DATA:
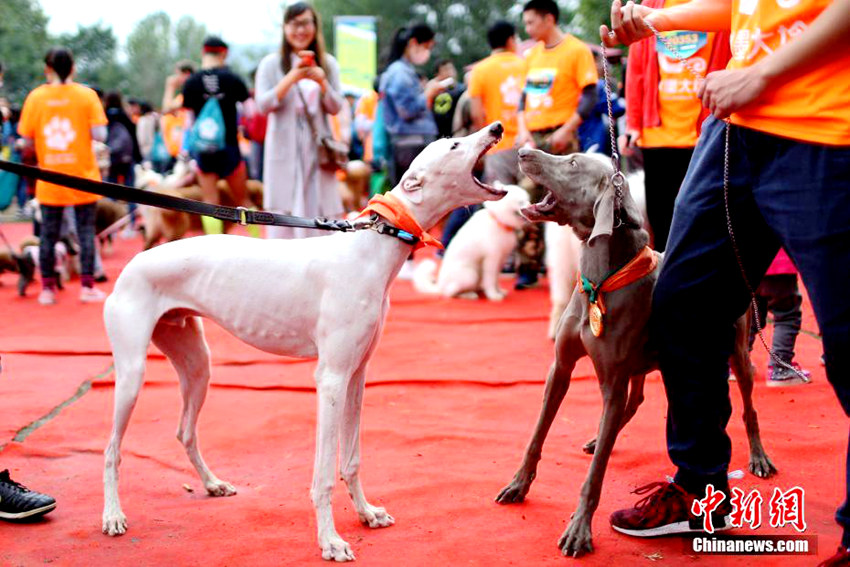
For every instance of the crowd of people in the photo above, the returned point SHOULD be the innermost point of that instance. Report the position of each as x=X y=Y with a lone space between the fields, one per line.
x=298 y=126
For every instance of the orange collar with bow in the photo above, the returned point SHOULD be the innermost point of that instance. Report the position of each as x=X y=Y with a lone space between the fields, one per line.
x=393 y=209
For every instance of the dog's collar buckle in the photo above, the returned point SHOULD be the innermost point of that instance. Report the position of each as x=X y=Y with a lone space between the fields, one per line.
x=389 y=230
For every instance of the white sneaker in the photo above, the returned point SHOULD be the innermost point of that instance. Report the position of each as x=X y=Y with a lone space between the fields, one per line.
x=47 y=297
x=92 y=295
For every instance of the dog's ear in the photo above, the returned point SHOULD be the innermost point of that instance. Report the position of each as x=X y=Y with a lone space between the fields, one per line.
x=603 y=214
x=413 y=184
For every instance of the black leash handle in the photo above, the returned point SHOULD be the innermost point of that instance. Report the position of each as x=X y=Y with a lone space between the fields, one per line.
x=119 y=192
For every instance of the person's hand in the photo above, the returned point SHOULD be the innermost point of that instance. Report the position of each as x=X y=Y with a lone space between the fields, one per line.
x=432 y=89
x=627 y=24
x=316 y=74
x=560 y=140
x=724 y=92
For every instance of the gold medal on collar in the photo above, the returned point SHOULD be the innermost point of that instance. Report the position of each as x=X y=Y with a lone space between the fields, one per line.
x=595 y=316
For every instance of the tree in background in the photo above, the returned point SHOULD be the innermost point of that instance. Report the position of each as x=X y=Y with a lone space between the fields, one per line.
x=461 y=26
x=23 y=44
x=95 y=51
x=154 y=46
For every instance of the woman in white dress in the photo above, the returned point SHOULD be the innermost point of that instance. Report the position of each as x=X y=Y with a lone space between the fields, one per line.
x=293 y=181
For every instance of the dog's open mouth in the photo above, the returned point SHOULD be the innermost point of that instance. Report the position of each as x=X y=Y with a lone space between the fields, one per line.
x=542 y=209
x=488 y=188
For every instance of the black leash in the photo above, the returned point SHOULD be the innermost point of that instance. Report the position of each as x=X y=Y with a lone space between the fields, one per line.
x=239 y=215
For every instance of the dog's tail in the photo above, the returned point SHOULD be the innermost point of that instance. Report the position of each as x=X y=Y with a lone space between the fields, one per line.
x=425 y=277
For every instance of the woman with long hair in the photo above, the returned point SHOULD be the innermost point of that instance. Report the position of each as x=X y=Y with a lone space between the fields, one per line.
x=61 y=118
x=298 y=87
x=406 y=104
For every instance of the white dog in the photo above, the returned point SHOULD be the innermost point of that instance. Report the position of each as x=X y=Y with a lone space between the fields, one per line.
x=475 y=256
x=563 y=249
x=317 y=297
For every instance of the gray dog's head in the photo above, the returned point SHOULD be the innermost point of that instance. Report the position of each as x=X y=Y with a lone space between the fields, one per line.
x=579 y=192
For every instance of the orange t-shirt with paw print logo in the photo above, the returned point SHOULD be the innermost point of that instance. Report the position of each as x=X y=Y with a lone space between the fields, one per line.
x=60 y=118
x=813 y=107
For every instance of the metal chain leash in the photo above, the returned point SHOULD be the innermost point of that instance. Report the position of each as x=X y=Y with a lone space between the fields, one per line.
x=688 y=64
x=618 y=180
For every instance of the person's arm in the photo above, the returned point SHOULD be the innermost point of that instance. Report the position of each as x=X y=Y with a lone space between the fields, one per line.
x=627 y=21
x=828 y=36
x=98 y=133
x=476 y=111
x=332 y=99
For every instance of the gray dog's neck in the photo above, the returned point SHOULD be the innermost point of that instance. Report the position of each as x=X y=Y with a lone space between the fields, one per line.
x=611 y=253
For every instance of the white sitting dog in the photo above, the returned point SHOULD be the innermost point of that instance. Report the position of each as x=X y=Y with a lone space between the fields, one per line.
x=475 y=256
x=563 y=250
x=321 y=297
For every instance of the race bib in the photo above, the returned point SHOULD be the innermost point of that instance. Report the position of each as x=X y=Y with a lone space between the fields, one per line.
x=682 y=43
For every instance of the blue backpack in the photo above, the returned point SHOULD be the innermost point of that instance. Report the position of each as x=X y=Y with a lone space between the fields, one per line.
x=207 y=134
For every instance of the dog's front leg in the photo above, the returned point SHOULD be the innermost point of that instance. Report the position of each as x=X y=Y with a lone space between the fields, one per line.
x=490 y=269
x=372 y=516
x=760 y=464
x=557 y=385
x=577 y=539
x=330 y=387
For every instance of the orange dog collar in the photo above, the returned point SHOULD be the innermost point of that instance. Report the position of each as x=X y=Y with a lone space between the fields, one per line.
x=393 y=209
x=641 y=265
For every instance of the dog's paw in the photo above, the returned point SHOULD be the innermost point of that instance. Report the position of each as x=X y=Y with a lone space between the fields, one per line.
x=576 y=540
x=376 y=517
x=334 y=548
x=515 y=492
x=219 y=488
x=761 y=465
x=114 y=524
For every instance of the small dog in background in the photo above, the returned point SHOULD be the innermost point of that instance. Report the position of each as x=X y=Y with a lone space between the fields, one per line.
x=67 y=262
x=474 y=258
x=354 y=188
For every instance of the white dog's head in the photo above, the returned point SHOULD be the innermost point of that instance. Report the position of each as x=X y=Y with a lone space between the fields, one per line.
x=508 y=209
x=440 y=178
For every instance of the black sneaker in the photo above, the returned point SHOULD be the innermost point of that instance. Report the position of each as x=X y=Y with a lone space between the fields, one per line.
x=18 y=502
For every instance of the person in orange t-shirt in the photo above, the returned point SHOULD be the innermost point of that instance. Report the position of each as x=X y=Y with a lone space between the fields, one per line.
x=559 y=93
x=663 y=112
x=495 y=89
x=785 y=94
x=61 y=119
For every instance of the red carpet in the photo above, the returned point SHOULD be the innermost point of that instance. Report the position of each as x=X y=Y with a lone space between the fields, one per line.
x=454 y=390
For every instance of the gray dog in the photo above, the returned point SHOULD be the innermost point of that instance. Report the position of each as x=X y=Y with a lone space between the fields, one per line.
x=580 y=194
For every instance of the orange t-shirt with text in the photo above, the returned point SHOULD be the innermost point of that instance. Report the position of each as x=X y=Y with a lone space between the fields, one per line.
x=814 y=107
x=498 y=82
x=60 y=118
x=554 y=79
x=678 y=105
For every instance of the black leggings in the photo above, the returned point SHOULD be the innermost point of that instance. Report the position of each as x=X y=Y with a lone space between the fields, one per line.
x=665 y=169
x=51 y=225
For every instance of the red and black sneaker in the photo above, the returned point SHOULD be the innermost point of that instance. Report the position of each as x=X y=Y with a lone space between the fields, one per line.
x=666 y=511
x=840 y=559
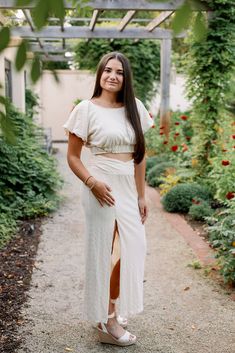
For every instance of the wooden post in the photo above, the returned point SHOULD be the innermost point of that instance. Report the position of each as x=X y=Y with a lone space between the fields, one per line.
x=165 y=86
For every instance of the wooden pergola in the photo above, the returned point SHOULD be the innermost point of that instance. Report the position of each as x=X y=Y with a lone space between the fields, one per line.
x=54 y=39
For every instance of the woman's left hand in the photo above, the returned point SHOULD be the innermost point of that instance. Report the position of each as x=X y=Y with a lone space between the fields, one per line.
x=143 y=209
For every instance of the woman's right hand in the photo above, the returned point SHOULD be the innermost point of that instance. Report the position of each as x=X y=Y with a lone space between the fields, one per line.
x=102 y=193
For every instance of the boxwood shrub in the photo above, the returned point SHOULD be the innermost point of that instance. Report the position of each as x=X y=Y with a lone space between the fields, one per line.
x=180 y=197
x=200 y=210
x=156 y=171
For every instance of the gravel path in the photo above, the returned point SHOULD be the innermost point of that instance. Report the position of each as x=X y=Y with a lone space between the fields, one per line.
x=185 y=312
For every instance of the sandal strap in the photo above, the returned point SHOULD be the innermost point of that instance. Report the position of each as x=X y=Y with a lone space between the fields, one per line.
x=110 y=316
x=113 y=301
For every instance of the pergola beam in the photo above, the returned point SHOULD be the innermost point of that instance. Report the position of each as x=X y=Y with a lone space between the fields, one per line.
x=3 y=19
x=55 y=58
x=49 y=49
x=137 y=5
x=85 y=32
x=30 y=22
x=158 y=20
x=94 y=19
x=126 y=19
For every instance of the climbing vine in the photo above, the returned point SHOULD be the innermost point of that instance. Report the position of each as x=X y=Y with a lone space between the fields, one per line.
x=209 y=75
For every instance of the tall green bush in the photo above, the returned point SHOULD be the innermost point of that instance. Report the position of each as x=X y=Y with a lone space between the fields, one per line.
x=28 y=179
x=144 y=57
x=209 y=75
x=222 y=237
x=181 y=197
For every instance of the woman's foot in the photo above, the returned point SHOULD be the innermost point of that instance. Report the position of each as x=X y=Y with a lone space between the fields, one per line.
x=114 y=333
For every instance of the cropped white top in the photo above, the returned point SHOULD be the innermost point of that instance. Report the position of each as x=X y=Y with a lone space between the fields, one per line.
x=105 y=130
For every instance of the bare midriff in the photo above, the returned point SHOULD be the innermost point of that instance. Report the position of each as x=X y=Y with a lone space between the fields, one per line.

EXERCISE PROMPT: Your answer is to contain exactly the lines from the one holding "For every instance of the gravel" to the end of the entries, with no other line.

ANSWER TO THIS TASK:
For every instance of the gravel path in the photo above, the returned point SHOULD be the innermost point of that instance. Report the position of each as x=X y=Y with a lone space between the fields, one per line.
x=185 y=312
For every instance of the sandal strap in the photo above, the returned point SHOULD be the innermost point of that instance. Report the position of each as x=X y=Y with a lone space between the fields, one per line.
x=110 y=316
x=113 y=301
For every instance of the pergola beam in the photo above, the returned point SHOULD be the innermost point of that instance. Report the position of each as x=X y=Y with a lone space between the fields, one per line.
x=3 y=19
x=55 y=58
x=49 y=49
x=137 y=5
x=85 y=32
x=30 y=22
x=158 y=20
x=94 y=19
x=126 y=19
For every instance of the climbing vine in the photo above, the returned point SHOULD be the innermost point of that instance. Report the position of each as x=X y=Y with a lone space between the fields, one per line.
x=209 y=75
For every instance of the tall green bush in the photo above, the returned point SHOULD be the innermost point of that instance. Report the position of each as x=X y=Y with a lone space between the fields, one per line.
x=28 y=179
x=144 y=57
x=209 y=75
x=222 y=237
x=181 y=197
For every instance of the woman's foot in the photo above, the returned point SHOULD be the innermost point of that instance. Report the position of each as x=X y=Y with a lone space between the fields, one per line.
x=114 y=333
For every instance of the cropped white top in the photo above, the returned point SHOULD be the innermost point of that instance. Report the position of each as x=X y=Y with a lone space between the fields, one per line.
x=105 y=130
For every instance of the bare midriff in the photo above, the returned point SHOULD be the innermost point of that instance. Report the position of each as x=X y=Y with a lone space between the fields, one per line.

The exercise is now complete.